Instruções » Segundo o texto sobre o luto pelos animais de companhia, como trata hoje a maioria dos clientes o seu animal? Enumere todas as formas referidas.

Texto fornecido »
--

Luto: como apoiar os tutores e as equipas veterinárias?

O conceito de trabalho social veterinário ainda não está muito divulgado na Europa, mas no outro lado do Atlântico é um ramo de atividade que tem vindo a crescer em paralelo com o cada vez maior laço emocional entre tutores e animais de companhia. Angie Arora é veterinary social worker e explica como este trabalho pode ajudar os tutores no luto pelo animal de companhia, mas também auxiliar as equipas a lidar com as novas e crescentes necessidades dos clientes.

“O meu trabalho é apoiar as necessidades das pessoas associadas às relações entre humanos e animais de companhia”, foi desta forma que Angie Arora, investigadora da Seneca College, se apresentou na sessão sobre as melhores práticas para apoiar os tutores no luto no WSAVA Congress 2023.

 

O facto é que o animal de companhia é, cada vez mais, encarado pelas famílias como mais um membro do clã e, aquando da partida desse elemento não humano, é necessário que as equipas de medicina veterinária estejam devidamente apetrechadas com ferramentas que possibilitem apoiar os clientes nesse momento. Afinal, frisou Angie Arora, “os tutores merecem ter o apoio de que necessitam depois de perderem o animal de companhia”.

Esta foi a área de especialização de Angie Arora, uma especialista em serviço social do Canadá, que se tornou aquilo a que no país da América do Norte se denomina de veterinary social worker. Uma das áreas de trabalho de Angie Arora é ajudar as famílias dos animais de companhia no processo de luto e também dar aos profissionais de medicina veterinária as ferramentas para que eles consigam acompanhar as famílias nesse processo.

 

“Quando sabem que vão ter de comunicar um diagnóstico de doença terminal não haverá forma de ter uma consulta mais prolongada uma vez que, muito provavelmente, vão ter uma reação emocional da parte do tutor a que também terão necessidade de responder? O pior que nos pode acontecer é ser-nos despejada uma má notícia de forma apressada” – Angie Arora, veterinary social worker

 

Na palestra, a especialista abordou as necessidades dos clientes tanto antes da partida do animal, nomeadamente durante os períodos de doença prolongada e terminal, como depois do falecimento. Sendo certo que os clientes reagem de forma diferente perante situações idênticas, dependendo do laço que existia com o animal, é indiscutível que “as relações que os vossos clientes têm com os animais estão a alterar-se dramaticamente” e se há 15 anos um animal era apenas isso mesmo, “um animal, um item de que se era proprietário, se pensarmos hoje a maioria dos clientes trata o animal como o seu bebé, o seu filho, a sua família”. A visão da oradora, referiu, é baseada apenas no trabalho que realiza com clientes da América do Norte, Canadá e Estados Unidos da América, mas, acredita, este é um paradigma que se tem vindo a alterar um pouco por todo o mundo.

--

Dados »
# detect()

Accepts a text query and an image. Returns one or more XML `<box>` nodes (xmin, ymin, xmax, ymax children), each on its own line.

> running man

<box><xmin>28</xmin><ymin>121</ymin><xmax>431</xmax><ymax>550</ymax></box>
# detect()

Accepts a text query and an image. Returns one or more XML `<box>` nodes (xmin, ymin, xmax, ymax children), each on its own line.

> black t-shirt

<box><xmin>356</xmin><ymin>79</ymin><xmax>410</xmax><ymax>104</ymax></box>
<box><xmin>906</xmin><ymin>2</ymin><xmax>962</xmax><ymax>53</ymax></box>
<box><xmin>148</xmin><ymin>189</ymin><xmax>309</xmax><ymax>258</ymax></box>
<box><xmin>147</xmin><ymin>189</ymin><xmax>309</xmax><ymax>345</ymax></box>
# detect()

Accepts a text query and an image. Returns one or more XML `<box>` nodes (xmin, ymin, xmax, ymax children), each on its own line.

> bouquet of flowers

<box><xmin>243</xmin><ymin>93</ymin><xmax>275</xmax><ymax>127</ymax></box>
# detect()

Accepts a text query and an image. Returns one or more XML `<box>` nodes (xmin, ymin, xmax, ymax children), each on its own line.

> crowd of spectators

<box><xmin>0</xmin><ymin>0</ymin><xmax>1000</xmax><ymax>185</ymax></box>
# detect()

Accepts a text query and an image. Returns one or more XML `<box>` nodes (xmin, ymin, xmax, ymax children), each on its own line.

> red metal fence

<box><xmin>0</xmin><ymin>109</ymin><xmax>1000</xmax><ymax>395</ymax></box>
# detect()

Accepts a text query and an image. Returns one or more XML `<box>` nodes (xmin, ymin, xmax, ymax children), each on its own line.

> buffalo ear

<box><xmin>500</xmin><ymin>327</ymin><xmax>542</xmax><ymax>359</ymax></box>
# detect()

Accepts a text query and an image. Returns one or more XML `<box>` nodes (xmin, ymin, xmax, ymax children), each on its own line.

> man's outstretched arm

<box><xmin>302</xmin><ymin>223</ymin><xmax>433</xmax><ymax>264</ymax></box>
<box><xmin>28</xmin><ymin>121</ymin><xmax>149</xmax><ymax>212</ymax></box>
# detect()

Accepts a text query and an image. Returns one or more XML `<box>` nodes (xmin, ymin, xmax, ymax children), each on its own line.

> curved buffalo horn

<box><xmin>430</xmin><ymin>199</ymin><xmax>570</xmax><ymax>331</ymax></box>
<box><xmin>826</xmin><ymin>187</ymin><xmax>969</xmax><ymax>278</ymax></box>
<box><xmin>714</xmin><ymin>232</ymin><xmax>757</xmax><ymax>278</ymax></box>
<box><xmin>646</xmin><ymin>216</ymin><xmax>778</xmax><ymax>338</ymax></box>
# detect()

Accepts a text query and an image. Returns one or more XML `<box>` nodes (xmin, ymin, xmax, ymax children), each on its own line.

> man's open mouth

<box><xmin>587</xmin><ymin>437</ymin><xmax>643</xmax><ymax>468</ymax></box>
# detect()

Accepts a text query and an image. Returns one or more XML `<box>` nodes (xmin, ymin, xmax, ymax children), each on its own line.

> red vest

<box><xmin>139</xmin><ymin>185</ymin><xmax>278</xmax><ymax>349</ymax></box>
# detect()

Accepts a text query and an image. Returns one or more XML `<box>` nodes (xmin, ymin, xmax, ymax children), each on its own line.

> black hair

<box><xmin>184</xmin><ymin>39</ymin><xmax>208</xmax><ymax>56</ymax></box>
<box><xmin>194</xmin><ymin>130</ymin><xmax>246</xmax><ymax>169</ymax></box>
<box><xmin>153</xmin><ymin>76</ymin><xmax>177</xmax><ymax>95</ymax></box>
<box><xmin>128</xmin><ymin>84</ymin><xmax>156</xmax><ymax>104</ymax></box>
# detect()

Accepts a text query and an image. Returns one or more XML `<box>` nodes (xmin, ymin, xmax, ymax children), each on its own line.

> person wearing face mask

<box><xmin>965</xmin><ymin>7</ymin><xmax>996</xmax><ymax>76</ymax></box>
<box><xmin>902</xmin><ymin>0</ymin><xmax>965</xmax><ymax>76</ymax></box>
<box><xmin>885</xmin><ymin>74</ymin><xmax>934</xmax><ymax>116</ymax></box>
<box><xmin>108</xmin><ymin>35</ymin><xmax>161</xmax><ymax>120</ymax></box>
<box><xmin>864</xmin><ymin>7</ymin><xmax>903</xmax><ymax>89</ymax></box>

--

Resposta » Como o seu bebé, o seu filho e a sua família.